**Exercise aim**
Return exactly the span that opens with the line containing "Can you find the tree shadow" and closes with the final line of the records, both included.

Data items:
((
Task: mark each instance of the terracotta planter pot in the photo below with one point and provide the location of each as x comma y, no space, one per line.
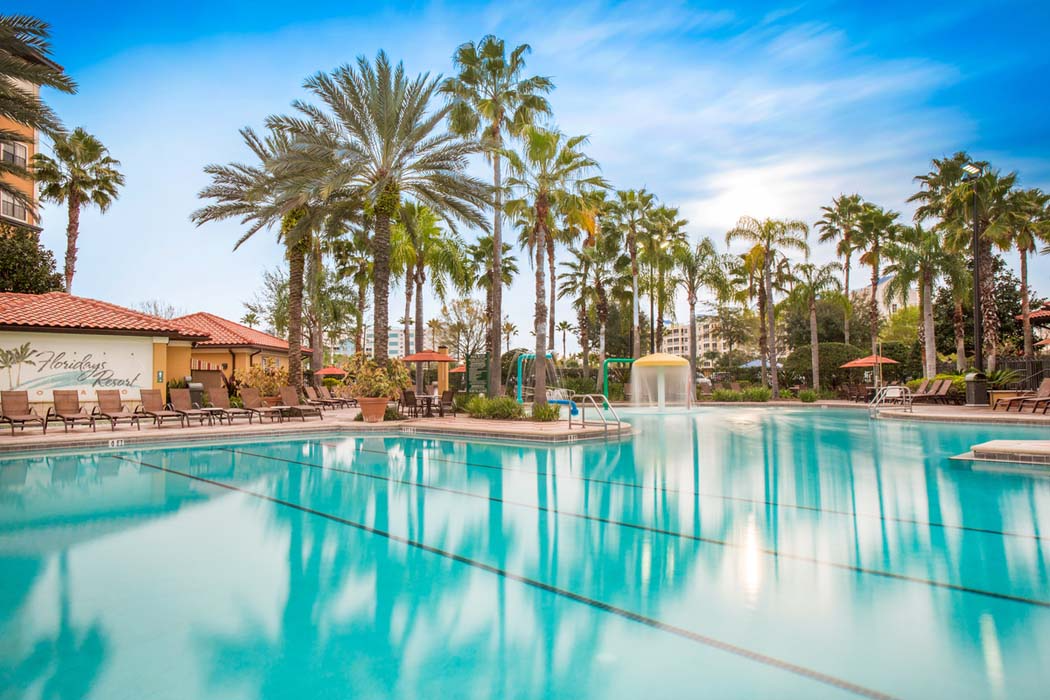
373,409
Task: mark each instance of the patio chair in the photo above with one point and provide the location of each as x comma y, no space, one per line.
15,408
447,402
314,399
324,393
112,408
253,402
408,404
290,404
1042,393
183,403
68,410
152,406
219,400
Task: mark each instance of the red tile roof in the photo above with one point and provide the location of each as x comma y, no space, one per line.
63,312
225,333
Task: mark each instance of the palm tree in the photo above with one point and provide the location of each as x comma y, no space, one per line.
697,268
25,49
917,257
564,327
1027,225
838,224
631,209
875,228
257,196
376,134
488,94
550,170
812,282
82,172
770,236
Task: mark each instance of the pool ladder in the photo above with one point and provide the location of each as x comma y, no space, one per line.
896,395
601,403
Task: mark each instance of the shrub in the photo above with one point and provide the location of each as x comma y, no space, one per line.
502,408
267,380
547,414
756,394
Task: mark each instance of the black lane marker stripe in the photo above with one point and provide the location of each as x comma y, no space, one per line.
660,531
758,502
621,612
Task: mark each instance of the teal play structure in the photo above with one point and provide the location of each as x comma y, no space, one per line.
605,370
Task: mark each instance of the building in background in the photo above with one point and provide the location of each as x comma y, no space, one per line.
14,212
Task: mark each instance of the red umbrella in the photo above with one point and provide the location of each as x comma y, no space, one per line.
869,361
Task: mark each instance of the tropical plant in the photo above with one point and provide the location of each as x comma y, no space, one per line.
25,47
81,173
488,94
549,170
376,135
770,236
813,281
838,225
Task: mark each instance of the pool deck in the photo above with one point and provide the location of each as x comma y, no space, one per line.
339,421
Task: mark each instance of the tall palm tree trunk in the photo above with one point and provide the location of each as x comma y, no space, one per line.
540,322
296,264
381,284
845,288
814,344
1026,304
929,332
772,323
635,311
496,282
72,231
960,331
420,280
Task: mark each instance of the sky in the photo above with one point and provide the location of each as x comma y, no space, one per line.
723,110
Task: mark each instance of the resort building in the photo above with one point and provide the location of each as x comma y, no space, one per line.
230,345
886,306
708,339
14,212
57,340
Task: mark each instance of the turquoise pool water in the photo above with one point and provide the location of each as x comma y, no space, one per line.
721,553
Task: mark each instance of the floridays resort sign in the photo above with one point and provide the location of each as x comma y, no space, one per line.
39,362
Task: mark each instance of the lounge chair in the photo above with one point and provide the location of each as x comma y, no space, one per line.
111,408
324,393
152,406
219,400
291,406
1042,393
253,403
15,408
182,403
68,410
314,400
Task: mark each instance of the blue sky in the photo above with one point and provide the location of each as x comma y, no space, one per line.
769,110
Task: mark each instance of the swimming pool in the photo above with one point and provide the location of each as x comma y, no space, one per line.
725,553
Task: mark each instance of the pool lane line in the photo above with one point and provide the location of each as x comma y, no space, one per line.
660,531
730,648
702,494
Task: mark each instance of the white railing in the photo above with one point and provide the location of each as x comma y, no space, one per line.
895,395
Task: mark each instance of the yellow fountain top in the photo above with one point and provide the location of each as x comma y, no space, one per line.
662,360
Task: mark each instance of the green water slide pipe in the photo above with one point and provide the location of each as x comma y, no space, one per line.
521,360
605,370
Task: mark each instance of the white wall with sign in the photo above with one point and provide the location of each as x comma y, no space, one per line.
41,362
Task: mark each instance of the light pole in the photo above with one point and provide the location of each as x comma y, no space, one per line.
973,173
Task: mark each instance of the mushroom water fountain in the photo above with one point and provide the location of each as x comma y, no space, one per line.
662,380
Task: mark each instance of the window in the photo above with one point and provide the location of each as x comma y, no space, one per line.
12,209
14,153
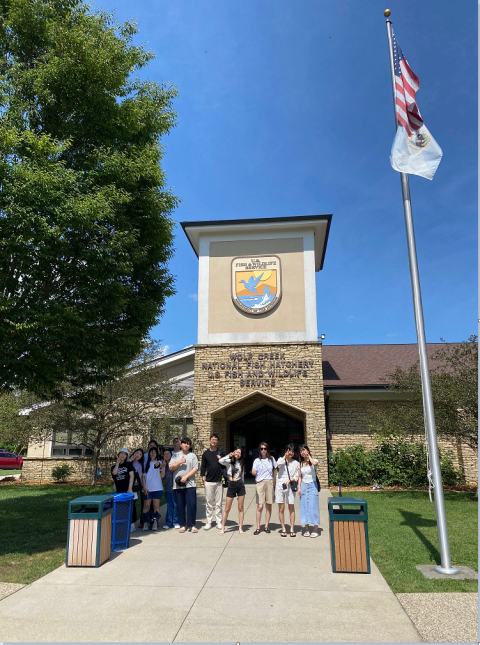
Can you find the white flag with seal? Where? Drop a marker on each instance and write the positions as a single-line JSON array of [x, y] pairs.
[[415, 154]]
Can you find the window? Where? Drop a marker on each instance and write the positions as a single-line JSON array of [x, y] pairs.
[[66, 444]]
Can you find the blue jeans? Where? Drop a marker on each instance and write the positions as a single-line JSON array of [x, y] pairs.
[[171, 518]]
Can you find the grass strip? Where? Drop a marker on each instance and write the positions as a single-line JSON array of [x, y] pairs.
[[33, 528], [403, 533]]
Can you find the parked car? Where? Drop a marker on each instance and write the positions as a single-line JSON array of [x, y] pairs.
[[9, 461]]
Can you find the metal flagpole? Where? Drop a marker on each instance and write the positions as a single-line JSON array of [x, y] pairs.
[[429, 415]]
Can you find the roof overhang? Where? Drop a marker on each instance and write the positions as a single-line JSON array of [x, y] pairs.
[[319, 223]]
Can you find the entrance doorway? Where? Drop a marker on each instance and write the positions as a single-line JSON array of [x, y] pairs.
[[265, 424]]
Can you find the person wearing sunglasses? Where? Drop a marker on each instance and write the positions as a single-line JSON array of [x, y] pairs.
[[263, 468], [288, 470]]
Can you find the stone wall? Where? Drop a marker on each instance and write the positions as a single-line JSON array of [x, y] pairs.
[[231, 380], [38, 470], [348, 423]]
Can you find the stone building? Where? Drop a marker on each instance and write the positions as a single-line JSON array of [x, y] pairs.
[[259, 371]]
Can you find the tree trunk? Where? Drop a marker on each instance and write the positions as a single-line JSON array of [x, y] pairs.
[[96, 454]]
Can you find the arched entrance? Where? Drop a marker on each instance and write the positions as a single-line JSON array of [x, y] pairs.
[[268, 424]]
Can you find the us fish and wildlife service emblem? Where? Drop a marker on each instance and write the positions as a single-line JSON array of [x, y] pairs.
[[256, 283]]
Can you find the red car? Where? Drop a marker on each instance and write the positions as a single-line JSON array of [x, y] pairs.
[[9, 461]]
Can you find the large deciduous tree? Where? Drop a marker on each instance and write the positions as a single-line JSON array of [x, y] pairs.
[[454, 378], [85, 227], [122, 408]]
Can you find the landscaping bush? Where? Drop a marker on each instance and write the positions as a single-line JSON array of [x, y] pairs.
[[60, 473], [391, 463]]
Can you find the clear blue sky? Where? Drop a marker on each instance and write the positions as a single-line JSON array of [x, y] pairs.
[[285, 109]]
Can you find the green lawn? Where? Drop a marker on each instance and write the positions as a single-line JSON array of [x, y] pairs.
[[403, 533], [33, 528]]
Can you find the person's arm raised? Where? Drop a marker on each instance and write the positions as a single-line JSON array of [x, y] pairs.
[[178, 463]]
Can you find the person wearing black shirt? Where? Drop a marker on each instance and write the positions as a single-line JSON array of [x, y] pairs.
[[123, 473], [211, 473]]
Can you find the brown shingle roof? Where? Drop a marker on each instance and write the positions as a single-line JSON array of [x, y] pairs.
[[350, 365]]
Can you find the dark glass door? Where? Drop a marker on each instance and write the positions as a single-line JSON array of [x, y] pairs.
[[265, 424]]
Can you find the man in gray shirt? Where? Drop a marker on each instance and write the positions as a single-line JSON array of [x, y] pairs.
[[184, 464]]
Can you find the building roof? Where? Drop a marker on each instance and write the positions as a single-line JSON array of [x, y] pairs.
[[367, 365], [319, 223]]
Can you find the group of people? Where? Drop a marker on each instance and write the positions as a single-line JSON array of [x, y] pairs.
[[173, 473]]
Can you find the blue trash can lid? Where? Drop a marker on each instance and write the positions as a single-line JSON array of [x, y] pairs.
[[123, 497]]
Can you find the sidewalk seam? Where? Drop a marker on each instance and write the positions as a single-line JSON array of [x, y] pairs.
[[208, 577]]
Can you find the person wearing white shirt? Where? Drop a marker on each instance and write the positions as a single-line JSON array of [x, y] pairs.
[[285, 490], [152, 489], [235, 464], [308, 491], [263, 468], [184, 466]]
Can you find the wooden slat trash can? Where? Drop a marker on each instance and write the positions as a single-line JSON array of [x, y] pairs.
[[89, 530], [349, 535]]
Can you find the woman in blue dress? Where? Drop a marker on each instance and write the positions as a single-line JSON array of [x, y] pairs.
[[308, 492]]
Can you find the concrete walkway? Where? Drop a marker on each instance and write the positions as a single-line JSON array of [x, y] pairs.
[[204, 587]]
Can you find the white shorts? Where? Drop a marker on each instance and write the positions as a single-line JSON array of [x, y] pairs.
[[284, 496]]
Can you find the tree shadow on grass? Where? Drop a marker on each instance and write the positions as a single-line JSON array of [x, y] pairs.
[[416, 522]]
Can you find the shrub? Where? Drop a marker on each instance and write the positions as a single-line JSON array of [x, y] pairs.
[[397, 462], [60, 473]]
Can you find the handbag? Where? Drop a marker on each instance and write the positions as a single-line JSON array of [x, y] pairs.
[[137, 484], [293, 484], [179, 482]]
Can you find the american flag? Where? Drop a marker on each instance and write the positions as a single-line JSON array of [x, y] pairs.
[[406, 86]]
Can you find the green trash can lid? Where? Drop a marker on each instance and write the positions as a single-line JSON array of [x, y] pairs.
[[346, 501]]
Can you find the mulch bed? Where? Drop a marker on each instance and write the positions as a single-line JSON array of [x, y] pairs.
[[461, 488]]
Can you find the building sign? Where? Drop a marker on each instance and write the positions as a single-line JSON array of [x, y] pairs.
))
**Solved problem**
Can you find the tree shadow on grass? Where? Drop a marker on each instance and write the positions as a single-line JSON array of [x, y] pairs.
[[416, 522]]
Can you find the shrub? Where? Drop a marker on each instance and write the positions as a single-line JSON array of [x, y] pairs.
[[397, 462], [60, 473]]
Can you find the handbag? Where? Drop a marker on each instance and write the positions as a single-line JSON array of [x, y] pairs.
[[137, 484], [293, 484], [179, 482]]
Can you find the american flag? Where? Drop a marker on each instance and write the positions as a single-line JSON array of [x, y] pairs.
[[406, 86]]
Can you find the green trash can lid? Where? Drop a marker on each instance and write the positions as a single-line JSON array of [x, y] pairs.
[[346, 501]]
Can you find the mulch bed? Where? Drop a marker on each instance and write the positions as a single-line JSON array of [x, y] pairs.
[[461, 488]]
Can you find the building sign? Where? Drop a marker on each instance and write the positions as a single-line JSON array of [x, y] pairs.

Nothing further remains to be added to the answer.